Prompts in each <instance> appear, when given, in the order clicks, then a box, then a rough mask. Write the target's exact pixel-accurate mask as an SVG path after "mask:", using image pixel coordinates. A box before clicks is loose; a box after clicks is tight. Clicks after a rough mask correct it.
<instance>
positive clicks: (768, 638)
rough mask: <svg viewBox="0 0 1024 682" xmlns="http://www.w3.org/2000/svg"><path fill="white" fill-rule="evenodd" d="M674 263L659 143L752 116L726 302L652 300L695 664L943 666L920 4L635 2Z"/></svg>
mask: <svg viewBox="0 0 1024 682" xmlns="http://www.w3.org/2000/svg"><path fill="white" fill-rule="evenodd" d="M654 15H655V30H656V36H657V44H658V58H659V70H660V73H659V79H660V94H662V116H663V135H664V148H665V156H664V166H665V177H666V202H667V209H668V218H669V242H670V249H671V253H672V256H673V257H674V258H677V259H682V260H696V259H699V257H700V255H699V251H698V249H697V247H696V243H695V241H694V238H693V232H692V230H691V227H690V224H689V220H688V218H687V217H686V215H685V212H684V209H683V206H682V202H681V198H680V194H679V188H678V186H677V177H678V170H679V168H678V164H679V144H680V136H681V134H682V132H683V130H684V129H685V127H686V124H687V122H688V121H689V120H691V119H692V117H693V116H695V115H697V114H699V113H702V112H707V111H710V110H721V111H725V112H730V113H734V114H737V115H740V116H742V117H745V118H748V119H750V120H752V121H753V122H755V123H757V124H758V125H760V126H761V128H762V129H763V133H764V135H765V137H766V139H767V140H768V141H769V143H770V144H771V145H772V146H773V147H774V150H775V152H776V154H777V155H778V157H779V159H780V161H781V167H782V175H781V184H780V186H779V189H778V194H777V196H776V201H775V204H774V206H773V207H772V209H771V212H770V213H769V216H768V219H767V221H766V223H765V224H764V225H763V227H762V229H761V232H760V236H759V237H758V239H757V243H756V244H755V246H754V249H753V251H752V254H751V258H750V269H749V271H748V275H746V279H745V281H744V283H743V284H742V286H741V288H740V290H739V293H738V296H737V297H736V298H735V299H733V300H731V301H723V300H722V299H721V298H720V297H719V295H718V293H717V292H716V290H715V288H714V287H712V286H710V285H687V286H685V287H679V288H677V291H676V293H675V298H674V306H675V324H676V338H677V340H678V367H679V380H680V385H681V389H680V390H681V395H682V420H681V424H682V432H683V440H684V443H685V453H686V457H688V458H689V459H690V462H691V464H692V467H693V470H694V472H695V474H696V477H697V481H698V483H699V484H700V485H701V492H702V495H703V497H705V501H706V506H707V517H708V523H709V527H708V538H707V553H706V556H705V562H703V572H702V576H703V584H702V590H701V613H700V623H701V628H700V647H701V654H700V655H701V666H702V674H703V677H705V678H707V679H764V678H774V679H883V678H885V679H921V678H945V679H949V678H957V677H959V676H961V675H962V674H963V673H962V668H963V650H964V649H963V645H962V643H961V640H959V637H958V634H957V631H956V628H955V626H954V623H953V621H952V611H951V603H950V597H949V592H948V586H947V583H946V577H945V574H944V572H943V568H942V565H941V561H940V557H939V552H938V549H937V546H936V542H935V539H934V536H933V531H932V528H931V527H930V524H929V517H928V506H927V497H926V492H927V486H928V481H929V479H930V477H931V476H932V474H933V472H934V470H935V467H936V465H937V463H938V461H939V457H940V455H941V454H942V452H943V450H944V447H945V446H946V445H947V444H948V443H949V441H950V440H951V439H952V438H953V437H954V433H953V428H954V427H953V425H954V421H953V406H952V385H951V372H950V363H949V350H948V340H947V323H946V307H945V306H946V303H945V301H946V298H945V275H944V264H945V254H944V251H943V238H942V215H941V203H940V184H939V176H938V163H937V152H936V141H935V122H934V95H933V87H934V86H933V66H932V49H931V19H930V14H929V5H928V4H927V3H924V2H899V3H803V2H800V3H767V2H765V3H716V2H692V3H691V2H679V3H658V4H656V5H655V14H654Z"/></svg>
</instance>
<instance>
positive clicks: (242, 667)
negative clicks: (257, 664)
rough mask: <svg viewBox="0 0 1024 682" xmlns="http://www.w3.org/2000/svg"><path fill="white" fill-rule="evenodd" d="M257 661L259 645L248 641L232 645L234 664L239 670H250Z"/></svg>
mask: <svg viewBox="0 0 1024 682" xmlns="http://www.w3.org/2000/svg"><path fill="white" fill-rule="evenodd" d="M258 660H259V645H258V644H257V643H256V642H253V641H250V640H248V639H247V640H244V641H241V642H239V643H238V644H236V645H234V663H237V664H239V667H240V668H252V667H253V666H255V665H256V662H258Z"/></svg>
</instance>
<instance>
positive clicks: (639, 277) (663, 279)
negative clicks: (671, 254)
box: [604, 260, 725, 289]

(Exercise):
The whole listing is needed again, word for word.

(Result of this exercise):
Prompts in each <instance> appear, when given, in the order clicks, then a box, then a rough mask. Write the target's exact pixel-accurate mask as an SVG path after "mask:", using image pixel coordinates. A box before clicks is loose; a box after clicks is tight. Clicks after a rough mask correct it.
<instance>
positive clicks: (768, 638)
rough mask: <svg viewBox="0 0 1024 682" xmlns="http://www.w3.org/2000/svg"><path fill="white" fill-rule="evenodd" d="M674 263L659 143L752 116L726 302L652 300L695 664L943 666L920 4L635 2Z"/></svg>
mask: <svg viewBox="0 0 1024 682" xmlns="http://www.w3.org/2000/svg"><path fill="white" fill-rule="evenodd" d="M654 15H655V30H656V36H657V44H658V58H659V70H660V73H659V79H660V94H662V116H663V135H664V148H665V156H664V166H665V177H666V202H667V209H668V218H669V242H670V249H671V253H672V256H673V257H674V258H677V259H682V260H696V259H699V257H700V255H699V251H698V249H697V247H696V243H695V241H694V238H693V232H692V230H691V227H690V224H689V220H688V218H687V217H686V215H685V212H684V209H683V206H682V202H681V198H680V194H679V188H678V186H677V177H678V170H679V168H678V164H679V144H680V136H681V134H682V132H683V130H684V129H685V127H686V124H687V122H688V121H689V120H691V119H692V117H693V116H695V115H697V114H699V113H702V112H707V111H710V110H721V111H725V112H730V113H734V114H737V115H740V116H742V117H745V118H748V119H750V120H752V121H753V122H755V123H757V124H758V125H760V126H761V128H762V129H763V133H764V135H765V137H766V139H767V140H768V141H769V143H770V144H771V145H772V146H773V147H774V150H775V152H776V154H777V155H778V157H779V159H780V161H781V167H782V175H781V184H780V186H779V189H778V194H777V196H776V201H775V204H774V206H773V207H772V209H771V212H770V213H769V216H768V219H767V221H766V223H765V224H764V225H763V227H762V229H761V232H760V236H759V237H758V239H757V243H756V244H755V246H754V249H753V251H752V254H751V258H750V269H749V271H748V275H746V279H745V281H744V283H743V284H742V286H741V288H740V290H739V293H738V296H737V297H736V298H735V299H733V300H731V301H723V300H722V299H721V298H720V297H719V295H718V293H717V292H716V290H715V288H714V287H712V286H710V285H687V286H685V287H679V288H677V291H676V293H675V298H674V306H675V324H676V338H677V340H678V367H679V380H680V385H681V389H680V390H681V395H682V420H681V424H682V432H683V440H684V443H685V453H686V457H688V458H689V459H690V462H691V464H692V467H693V470H694V472H695V474H696V477H697V481H698V483H699V484H700V485H701V492H702V495H703V497H705V501H706V506H707V517H708V523H709V527H708V538H707V553H706V556H705V562H703V572H702V576H703V584H702V590H701V613H700V623H701V628H700V647H701V654H700V655H701V666H702V674H703V677H705V678H707V679H764V678H774V679H883V678H885V679H921V678H945V679H949V678H957V677H959V676H961V675H962V674H963V673H962V668H963V650H964V649H963V645H962V643H961V640H959V637H958V634H957V631H956V628H955V626H954V623H953V621H952V611H951V603H950V597H949V592H948V586H947V583H946V577H945V574H944V572H943V568H942V565H941V561H940V557H939V552H938V549H937V546H936V542H935V539H934V536H933V531H932V528H931V527H930V524H929V517H928V506H927V497H926V492H927V486H928V481H929V479H930V477H931V476H932V474H933V472H934V470H935V467H936V465H937V463H938V461H939V457H940V455H941V454H942V452H943V450H944V447H945V446H946V445H947V444H948V443H949V441H950V440H951V439H952V438H953V437H954V433H953V428H954V427H953V425H954V421H953V406H952V385H951V372H950V363H949V350H948V340H947V323H946V307H945V306H946V303H945V301H946V298H945V275H944V264H945V254H944V251H943V238H942V215H941V203H940V184H939V176H938V163H937V152H936V141H935V122H934V95H933V87H934V86H933V66H932V49H931V19H930V14H929V5H928V4H927V3H924V2H899V3H803V2H800V3H767V2H765V3H716V2H692V3H691V2H679V3H658V4H656V5H655V14H654Z"/></svg>
</instance>
<instance>
positive clicks: (242, 667)
negative clicks: (257, 664)
rough mask: <svg viewBox="0 0 1024 682" xmlns="http://www.w3.org/2000/svg"><path fill="white" fill-rule="evenodd" d="M257 661L259 645L248 641L232 645L234 664L239 670H250Z"/></svg>
mask: <svg viewBox="0 0 1024 682" xmlns="http://www.w3.org/2000/svg"><path fill="white" fill-rule="evenodd" d="M258 660H259V645H258V644H257V643H256V642H253V641H250V640H248V639H247V640H244V641H241V642H239V643H238V644H236V645H234V663H237V664H239V667H240V668H252V667H253V666H255V665H256V662H258Z"/></svg>
</instance>
<instance>
positive clicks: (639, 277) (663, 279)
negative clicks: (671, 254)
box: [604, 260, 725, 289]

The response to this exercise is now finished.